Make an exact copy of the records, with the pictures left out.

__RECORD EXCERPTS__.
--------------------

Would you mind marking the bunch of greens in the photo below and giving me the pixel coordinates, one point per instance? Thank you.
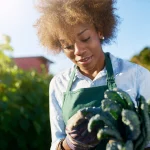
(117, 120)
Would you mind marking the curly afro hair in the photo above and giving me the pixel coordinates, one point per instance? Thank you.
(59, 16)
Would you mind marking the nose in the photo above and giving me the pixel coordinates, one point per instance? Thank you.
(79, 48)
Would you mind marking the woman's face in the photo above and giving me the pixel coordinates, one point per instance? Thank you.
(86, 51)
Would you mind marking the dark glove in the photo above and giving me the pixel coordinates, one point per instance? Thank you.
(78, 136)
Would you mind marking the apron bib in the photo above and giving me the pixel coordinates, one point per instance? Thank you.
(87, 97)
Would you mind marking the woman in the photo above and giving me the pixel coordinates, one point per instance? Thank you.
(79, 28)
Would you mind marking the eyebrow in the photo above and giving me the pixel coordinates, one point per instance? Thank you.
(82, 32)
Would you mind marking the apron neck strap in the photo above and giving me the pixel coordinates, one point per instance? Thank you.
(110, 75)
(71, 78)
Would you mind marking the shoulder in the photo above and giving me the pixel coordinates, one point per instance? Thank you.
(125, 66)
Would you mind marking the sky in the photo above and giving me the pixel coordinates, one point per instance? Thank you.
(17, 18)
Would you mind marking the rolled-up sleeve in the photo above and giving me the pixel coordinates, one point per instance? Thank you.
(143, 84)
(56, 119)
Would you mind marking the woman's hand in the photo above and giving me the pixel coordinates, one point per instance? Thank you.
(78, 136)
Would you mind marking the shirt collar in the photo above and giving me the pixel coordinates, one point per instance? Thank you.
(114, 62)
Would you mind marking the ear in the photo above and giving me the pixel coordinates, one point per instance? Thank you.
(100, 35)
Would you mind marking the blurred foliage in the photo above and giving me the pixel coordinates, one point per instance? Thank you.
(24, 107)
(143, 58)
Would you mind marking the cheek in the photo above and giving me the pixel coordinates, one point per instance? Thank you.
(70, 55)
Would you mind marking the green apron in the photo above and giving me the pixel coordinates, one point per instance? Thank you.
(87, 97)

--------------------

__RESULT OF THIS TASK__.
Would you mind marking the bunch of greens in the photo below and giving me the pixel coordinates, one point per instance? Thank you.
(117, 120)
Would you mind marking the curly afro hair in the photo above and giving me the pixel coordinates, one point per instance? Thank you.
(59, 16)
Would you mind marking the nose in the photo above and giving me the pixel coordinates, one point per instance? Thank you.
(79, 48)
Would you mind marking the woman's face in the photo above and giving me the pixel coordinates, one point per instance? Thank you.
(86, 51)
Would you mind marking the dark glove in the photo above and giving me the pixel coordinates, one point per instance? Thank you.
(78, 136)
Would you mind marking the apron bib in the photo above and giving me the pixel coordinates, one point per instance? Thank you.
(87, 97)
Would you mind marking the woman in the photo above and giving me the pixel coordinates, one point per instance? Thank you.
(79, 28)
Would you mind marking the eyebrow in the photo above and giving me the pixel coordinates, one point per instance? Thank you.
(82, 32)
Would you mind marking the apron neck strap in the photo above and giving me the pixel coordinates, one point per instance? Thank you.
(110, 75)
(71, 78)
Would you mind marking the shoulder in the photo above and giving me the pixel coordinates, one point per instance? Thank you.
(125, 66)
Would you mind marking the sky in the photo above and giving me the pixel coordinates, one point per instance? Thank you.
(17, 18)
Would you mind marking the rolled-up sleeve in the photo above and giving me the pixel coordinates, one point per instance? Thank you.
(143, 84)
(56, 119)
Would you mind marking the woman's hand in the photo above and giving me the pixel coordinates, one point per instance? Thank you.
(78, 136)
Would you mind marking the shirt collar in the photo above and giving me the pixel coordinates, one point per instance? Thank you.
(114, 62)
Would you mind marking the ear in the photo above and giving me the pixel coordinates, one point per instance? Thank you.
(100, 35)
Would you mind marking the blurred foliage in the photo above and giving me the pixel coordinates, one point per instance? Thank you.
(24, 107)
(143, 58)
Would you mind marking the cheek in the photo above and giving me the pixel coordinates, one point per instance? Thank you.
(70, 55)
Would you mind marking the green apron in the photo above and giving me the pixel coordinates, one point per instance? Thank you.
(87, 97)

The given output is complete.